• SET EXERCISE 1: Extract every line of the records that contains the word "wooden", treating uppercase and lowercase letters as different.

• READING PASSAGE:
START
That’s saying something. Cunningham took over the farm in 2015, after his father and grandfather both died within the space of a year. He had spent a decade as a service team manager with Mercedes-Benz in the west of Scotland. “I had absolutely no interest in agriculture whatever,” he admits. “But when I went back to help things along and get the farm back on track, I ended up falling in love with it.”
Extending over 90 hectares in the upland town of Mauchline, south-west of Glasgow, Mossgiel is an easy place to fall in love with. But its picturesque location and romantic history – Burns lived and worked at Mossgiel in the 1780s – belie the difficulties of sustaining a farm here.
“Basically, I was left with this farm with 150 milking cows and I didn’t really know what I was doing,” says Cunningham, “and then the milk price collapsed. My first year in farming I lost £110,000. The bank said, ‘You’re no longer a supportable business,’ and asked for all their money back. We had to sell off a lot of assets’ – including 16 hectares of land and 75 cows – ‘There was no way out: it was either bankruptcy or do something different.’
That ‘something different’ involved going organic. When he returned to Mossgiel, Cunningham noticed how the lush pastures he remembered from childhood had been worn down by years of industrial farming. Determined to make a change, he stopped using industrial feed and fertilisers and put his herd on a grass-only diet, while investing in a pasteuriser to sell milk direct to the public. Initially it was difficult to find customers willing to pay a higher price for organic milk, but thanks to his legwork across the central belt of Scotland Cunningham now sells 14,000-16,000 litres a week. Until recently, all the milk and cream was going out in plastic cartons. ‘It was the cheapest, easiest, most hygienic way to do it,’ says Cunningham. ‘But I felt that, even as we were doing all this great work with the environment [by going organic], we were letting the side down by using single-use plastic. It was only when I watched Blue Planet 2 that I thought: ‘We really must do something about this now.’”
END
• SET EXERCISE 2: Write out, word for word, the part of the passage about Mossgiel farm that opens with the words "That’s saying something." and closes with "a farm here.".

• Object detection data:
START
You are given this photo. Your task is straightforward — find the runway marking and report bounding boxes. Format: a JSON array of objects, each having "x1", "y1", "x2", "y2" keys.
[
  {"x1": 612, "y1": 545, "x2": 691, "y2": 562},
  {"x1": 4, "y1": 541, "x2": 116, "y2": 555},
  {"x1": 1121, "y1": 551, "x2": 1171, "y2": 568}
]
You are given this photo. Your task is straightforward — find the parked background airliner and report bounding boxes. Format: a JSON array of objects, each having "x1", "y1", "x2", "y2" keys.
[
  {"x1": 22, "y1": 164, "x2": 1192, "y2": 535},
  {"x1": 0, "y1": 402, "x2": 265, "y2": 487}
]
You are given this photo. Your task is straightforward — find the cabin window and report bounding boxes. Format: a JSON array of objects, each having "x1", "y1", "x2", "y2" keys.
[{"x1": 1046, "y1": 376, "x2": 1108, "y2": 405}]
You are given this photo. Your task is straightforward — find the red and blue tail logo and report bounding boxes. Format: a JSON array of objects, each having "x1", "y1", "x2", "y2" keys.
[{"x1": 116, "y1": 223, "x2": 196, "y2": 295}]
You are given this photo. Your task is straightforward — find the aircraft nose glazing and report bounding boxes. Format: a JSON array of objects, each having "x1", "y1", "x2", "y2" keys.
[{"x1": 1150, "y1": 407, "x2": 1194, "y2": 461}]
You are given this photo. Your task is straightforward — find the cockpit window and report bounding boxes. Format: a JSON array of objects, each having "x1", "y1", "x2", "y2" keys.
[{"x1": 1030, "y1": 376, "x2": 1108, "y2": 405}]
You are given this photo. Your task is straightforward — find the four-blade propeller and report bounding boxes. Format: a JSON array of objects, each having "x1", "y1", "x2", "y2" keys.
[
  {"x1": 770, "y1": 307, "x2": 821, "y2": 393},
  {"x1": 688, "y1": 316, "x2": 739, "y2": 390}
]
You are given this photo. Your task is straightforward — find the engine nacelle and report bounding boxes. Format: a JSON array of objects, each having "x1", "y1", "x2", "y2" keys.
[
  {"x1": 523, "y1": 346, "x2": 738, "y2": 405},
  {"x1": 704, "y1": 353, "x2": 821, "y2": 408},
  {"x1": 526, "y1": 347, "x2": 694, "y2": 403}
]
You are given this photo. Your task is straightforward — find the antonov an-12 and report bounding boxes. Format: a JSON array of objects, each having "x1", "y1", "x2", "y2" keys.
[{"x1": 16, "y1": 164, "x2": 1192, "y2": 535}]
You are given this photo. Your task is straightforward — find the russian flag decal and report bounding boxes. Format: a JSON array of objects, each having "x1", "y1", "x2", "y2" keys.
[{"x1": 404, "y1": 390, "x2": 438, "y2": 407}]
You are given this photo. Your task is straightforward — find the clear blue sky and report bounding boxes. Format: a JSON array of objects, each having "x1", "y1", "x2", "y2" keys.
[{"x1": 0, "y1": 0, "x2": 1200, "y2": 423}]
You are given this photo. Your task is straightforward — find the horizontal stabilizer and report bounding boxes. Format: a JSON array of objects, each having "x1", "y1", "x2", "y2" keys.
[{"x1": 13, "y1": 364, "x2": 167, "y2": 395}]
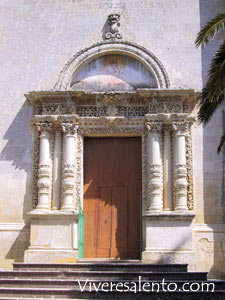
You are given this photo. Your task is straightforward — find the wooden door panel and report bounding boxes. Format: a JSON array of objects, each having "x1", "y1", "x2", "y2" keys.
[
  {"x1": 96, "y1": 187, "x2": 112, "y2": 258},
  {"x1": 84, "y1": 137, "x2": 141, "y2": 259},
  {"x1": 111, "y1": 187, "x2": 127, "y2": 258}
]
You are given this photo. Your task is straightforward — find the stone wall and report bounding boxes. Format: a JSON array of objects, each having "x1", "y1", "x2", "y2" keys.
[{"x1": 0, "y1": 0, "x2": 225, "y2": 276}]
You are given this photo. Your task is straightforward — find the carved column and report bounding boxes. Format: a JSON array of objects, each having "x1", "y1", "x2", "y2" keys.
[
  {"x1": 35, "y1": 123, "x2": 52, "y2": 210},
  {"x1": 52, "y1": 127, "x2": 62, "y2": 209},
  {"x1": 172, "y1": 122, "x2": 188, "y2": 210},
  {"x1": 61, "y1": 123, "x2": 78, "y2": 210},
  {"x1": 146, "y1": 122, "x2": 163, "y2": 211},
  {"x1": 163, "y1": 125, "x2": 173, "y2": 210}
]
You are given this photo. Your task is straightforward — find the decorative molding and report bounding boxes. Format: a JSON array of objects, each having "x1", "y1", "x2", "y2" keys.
[
  {"x1": 105, "y1": 14, "x2": 122, "y2": 41},
  {"x1": 41, "y1": 103, "x2": 76, "y2": 115},
  {"x1": 34, "y1": 122, "x2": 53, "y2": 132},
  {"x1": 145, "y1": 121, "x2": 163, "y2": 133},
  {"x1": 0, "y1": 223, "x2": 29, "y2": 231},
  {"x1": 60, "y1": 123, "x2": 78, "y2": 135},
  {"x1": 172, "y1": 121, "x2": 189, "y2": 134}
]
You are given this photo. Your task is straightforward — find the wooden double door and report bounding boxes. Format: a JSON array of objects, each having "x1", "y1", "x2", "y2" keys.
[{"x1": 84, "y1": 137, "x2": 141, "y2": 259}]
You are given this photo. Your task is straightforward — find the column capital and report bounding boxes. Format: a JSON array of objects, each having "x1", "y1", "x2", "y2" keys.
[
  {"x1": 34, "y1": 122, "x2": 53, "y2": 132},
  {"x1": 145, "y1": 121, "x2": 163, "y2": 133},
  {"x1": 60, "y1": 122, "x2": 78, "y2": 134},
  {"x1": 172, "y1": 121, "x2": 189, "y2": 134},
  {"x1": 163, "y1": 124, "x2": 172, "y2": 135}
]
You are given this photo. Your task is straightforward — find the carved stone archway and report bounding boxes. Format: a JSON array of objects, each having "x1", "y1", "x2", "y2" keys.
[
  {"x1": 54, "y1": 41, "x2": 170, "y2": 91},
  {"x1": 22, "y1": 41, "x2": 198, "y2": 269}
]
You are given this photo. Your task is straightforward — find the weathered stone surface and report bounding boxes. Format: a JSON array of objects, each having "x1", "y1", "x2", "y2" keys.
[{"x1": 0, "y1": 0, "x2": 225, "y2": 277}]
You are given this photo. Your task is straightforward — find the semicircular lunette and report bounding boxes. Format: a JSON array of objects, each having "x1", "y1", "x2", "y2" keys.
[{"x1": 70, "y1": 54, "x2": 159, "y2": 92}]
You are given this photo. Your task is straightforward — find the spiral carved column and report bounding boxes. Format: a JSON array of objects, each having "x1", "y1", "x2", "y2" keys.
[
  {"x1": 163, "y1": 124, "x2": 173, "y2": 211},
  {"x1": 172, "y1": 122, "x2": 189, "y2": 211},
  {"x1": 146, "y1": 122, "x2": 163, "y2": 211},
  {"x1": 61, "y1": 123, "x2": 78, "y2": 211},
  {"x1": 35, "y1": 123, "x2": 52, "y2": 210}
]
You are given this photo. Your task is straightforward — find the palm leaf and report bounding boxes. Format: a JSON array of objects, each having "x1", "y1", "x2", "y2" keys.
[
  {"x1": 217, "y1": 131, "x2": 225, "y2": 153},
  {"x1": 195, "y1": 14, "x2": 225, "y2": 47},
  {"x1": 198, "y1": 40, "x2": 225, "y2": 124}
]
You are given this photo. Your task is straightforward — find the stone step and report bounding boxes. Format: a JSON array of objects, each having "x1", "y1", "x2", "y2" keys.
[
  {"x1": 0, "y1": 271, "x2": 207, "y2": 281},
  {"x1": 13, "y1": 261, "x2": 187, "y2": 272},
  {"x1": 0, "y1": 288, "x2": 225, "y2": 300},
  {"x1": 0, "y1": 278, "x2": 225, "y2": 290}
]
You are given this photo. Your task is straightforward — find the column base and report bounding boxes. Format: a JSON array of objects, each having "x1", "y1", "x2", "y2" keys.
[
  {"x1": 142, "y1": 250, "x2": 196, "y2": 271},
  {"x1": 24, "y1": 209, "x2": 78, "y2": 263},
  {"x1": 24, "y1": 249, "x2": 78, "y2": 263},
  {"x1": 142, "y1": 211, "x2": 196, "y2": 270}
]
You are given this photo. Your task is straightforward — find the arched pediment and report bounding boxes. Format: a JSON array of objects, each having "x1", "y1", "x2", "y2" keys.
[{"x1": 55, "y1": 42, "x2": 169, "y2": 92}]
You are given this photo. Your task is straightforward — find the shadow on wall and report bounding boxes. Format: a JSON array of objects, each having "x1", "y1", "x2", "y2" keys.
[
  {"x1": 198, "y1": 0, "x2": 225, "y2": 278},
  {"x1": 0, "y1": 102, "x2": 33, "y2": 261}
]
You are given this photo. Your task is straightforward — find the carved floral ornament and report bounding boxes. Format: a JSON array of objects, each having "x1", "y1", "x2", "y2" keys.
[{"x1": 32, "y1": 115, "x2": 193, "y2": 209}]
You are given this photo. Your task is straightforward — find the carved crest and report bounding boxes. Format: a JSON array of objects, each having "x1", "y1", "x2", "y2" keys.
[{"x1": 105, "y1": 14, "x2": 122, "y2": 41}]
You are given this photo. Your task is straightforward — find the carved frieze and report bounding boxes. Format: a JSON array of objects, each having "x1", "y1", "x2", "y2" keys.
[
  {"x1": 42, "y1": 103, "x2": 76, "y2": 115},
  {"x1": 60, "y1": 122, "x2": 78, "y2": 134}
]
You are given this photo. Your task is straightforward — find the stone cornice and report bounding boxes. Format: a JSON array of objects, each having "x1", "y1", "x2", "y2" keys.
[{"x1": 25, "y1": 89, "x2": 199, "y2": 105}]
END
• COMPLETE ANSWER 1:
You are given this photo. Your task is straightforward — find the wooden door panel and report bounding boxes. Format: a JSON array of objects, each having "x1", "y1", "x2", "y2" keys.
You are given this photo. Your task is straightforward — find the wooden double door and report bounding boxes. Format: a JSON array of objects, each having "x1", "y1", "x2", "y2" keys.

• COMPLETE ANSWER 2:
That’s saying something. Cunningham took over the farm in 2015, after his father and grandfather both died within the space of a year. He had spent a decade as a service team manager with Mercedes-Benz in the west of Scotland. “I had absolutely no interest in agriculture whatever,” he admits. “But when I went back to help things along and get the farm back on track, I ended up falling in love with it.”
Extending over 90 hectares in the upland town of Mauchline, south-west of Glasgow, Mossgiel is an easy place to fall in love with. But its picturesque location and romantic history – Burns lived and worked at Mossgiel in the 1780s – belie the difficulties of sustaining a farm here.